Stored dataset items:
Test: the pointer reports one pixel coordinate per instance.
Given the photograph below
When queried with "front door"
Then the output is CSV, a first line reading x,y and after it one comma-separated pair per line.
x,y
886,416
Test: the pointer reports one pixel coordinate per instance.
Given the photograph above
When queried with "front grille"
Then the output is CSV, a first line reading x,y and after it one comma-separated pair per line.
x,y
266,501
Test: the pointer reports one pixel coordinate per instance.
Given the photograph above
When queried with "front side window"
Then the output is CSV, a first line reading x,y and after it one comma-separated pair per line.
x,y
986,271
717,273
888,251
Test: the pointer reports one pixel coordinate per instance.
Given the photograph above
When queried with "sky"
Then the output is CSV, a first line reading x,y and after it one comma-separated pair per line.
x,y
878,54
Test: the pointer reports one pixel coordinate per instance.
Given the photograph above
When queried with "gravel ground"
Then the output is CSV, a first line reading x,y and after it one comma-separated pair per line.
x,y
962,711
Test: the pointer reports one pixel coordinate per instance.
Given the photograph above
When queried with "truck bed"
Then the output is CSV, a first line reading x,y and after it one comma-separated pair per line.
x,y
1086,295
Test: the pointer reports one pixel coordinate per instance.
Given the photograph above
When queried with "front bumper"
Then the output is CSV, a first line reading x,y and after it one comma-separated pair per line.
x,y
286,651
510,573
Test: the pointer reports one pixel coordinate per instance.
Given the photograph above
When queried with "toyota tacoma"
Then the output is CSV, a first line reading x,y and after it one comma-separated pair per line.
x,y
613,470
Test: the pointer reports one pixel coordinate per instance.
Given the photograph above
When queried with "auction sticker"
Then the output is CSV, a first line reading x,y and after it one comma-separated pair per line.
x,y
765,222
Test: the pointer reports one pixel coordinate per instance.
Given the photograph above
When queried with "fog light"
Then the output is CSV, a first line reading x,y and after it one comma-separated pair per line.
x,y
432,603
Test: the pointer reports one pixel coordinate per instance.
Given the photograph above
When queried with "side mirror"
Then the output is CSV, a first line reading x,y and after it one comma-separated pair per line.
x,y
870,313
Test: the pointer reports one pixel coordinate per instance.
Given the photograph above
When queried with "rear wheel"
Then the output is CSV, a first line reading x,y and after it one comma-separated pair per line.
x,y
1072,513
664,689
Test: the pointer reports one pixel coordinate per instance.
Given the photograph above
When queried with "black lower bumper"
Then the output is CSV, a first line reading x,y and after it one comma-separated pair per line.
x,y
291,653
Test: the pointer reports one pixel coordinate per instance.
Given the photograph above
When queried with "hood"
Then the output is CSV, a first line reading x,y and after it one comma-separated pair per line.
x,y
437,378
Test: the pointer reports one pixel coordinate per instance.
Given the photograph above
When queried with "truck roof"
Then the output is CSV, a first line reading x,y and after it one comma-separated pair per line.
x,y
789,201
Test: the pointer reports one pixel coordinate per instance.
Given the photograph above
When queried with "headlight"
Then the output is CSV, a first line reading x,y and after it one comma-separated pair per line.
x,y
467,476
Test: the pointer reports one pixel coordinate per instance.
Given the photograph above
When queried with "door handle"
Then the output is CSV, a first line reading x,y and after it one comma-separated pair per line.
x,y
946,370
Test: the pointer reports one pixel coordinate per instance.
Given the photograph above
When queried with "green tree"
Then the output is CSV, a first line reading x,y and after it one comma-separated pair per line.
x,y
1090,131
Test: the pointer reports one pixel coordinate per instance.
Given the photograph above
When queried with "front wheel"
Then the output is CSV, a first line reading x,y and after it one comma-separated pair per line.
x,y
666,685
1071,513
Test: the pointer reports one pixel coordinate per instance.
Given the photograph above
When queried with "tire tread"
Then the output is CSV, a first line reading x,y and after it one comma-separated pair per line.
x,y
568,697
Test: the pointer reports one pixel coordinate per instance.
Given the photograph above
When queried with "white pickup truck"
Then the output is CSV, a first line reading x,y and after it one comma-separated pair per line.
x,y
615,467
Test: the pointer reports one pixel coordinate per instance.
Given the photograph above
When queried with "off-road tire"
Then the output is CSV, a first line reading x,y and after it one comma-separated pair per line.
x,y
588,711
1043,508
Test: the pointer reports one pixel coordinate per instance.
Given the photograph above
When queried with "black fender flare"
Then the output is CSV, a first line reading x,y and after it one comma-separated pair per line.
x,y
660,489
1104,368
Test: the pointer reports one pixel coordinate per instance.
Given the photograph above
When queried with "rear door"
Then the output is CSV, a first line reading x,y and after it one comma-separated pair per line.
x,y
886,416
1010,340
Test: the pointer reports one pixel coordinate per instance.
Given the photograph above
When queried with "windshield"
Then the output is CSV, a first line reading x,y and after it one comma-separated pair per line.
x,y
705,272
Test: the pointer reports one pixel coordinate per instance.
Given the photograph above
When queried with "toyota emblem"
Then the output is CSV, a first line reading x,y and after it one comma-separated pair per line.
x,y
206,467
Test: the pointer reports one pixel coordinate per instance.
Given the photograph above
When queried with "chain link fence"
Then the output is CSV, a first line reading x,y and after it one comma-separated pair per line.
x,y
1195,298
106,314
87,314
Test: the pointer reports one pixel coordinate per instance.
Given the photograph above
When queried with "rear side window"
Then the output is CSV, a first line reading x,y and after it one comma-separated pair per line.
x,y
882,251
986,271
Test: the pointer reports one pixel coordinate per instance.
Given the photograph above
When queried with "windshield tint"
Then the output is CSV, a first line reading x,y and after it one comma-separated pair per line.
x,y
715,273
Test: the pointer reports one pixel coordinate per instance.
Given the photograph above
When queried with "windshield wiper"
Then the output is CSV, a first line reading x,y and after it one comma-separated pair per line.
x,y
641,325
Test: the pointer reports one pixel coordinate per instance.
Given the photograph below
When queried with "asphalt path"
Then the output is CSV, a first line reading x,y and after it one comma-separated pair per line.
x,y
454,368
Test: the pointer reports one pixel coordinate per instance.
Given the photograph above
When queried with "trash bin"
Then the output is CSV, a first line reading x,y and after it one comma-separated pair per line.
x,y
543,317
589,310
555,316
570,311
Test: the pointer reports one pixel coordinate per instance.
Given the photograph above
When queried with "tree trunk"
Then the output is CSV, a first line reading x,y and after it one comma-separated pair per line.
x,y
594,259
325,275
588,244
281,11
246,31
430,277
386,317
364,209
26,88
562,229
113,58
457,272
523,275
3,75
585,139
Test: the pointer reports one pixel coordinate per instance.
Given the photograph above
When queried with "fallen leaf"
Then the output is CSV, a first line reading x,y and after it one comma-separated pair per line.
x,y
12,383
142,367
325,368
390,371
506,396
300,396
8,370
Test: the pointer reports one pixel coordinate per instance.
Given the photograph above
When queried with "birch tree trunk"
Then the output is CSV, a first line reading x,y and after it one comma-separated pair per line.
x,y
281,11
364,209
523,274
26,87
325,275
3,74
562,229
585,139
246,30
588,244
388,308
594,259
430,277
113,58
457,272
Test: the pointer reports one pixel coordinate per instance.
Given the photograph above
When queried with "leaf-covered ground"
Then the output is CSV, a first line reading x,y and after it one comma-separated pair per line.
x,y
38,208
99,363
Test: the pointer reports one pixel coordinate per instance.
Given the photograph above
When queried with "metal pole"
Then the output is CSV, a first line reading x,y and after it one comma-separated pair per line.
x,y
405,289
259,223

TRY IT: The response must contain each line above that holds the string "side".

WRITTEN ANSWER:
When queried with "front side window"
When queried with "side mirror"
When queried with "rear side window"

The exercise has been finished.